Sürecin nasıl işlediği konusunda hiçbir malumatım yok açıkçası. Gerek süreç gerekse kapsam dâhilindekiler inanılmaz önem taşımakta ek olarak. Fakat gidişat kelimenin tam anlamıyla kapsama alanım dışında her ne kadar tarafımca muhteviyatından yüzde yüz emin olduğumu düşünmüş olsam da hem de ilk günden beri.

 

Üstüne üstük açıklama yetkim, olasılığı dahi ihtimal dâhilinde bile değil. İşlevsel boyutu ise bir o kadar durağan zira fiiliyat bazında bir o kadar yetersiz ve sıra dışı bir dışa vurum söz konusu.

 

En az kafamın karışıklığı ile paralel seyretmekte her şey.

[Nokta yerleştirme kayıtları]
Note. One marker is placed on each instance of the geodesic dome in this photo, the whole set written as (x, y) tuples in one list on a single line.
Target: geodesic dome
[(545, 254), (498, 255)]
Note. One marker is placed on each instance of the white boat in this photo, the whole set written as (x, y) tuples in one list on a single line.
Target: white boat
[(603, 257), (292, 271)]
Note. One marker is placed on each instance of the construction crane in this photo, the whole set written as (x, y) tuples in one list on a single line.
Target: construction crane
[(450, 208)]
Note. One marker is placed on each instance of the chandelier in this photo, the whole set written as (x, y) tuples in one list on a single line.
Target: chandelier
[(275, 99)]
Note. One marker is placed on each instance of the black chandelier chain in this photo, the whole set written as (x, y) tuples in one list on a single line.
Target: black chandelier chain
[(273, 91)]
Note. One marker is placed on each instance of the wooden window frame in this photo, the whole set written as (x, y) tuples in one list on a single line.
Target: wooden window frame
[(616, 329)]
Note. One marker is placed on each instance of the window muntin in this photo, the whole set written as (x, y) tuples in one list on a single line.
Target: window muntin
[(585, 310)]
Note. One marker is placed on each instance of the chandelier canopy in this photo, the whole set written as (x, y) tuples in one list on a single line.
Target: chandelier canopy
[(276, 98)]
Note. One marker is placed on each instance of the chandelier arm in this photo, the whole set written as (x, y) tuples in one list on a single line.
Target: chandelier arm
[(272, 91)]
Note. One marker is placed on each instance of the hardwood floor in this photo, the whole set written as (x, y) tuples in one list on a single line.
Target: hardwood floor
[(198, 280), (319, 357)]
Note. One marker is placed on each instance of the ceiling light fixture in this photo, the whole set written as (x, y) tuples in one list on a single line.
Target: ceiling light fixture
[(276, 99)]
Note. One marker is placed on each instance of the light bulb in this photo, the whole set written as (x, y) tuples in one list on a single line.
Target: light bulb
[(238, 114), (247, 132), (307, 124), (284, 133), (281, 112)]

Yapılacak iş:
Belge alıntısından "Üstüne üstük açıklama" sözcüklerinin bulunduğu yerden başlayıp "vurum söz konusu." sözcüklerinden sonra durarak aradaki bölümü hiç değiştirmeden yazın.

Yazılı yanıt:
Üstüne üstük açıklama yetkim, olasılığı dahi ihtimal dâhilinde bile değil. İşlevsel boyutu ise bir o kadar durağan zira fiiliyat bazında bir o kadar yetersiz ve sıra dışı bir dışa vurum söz konusu.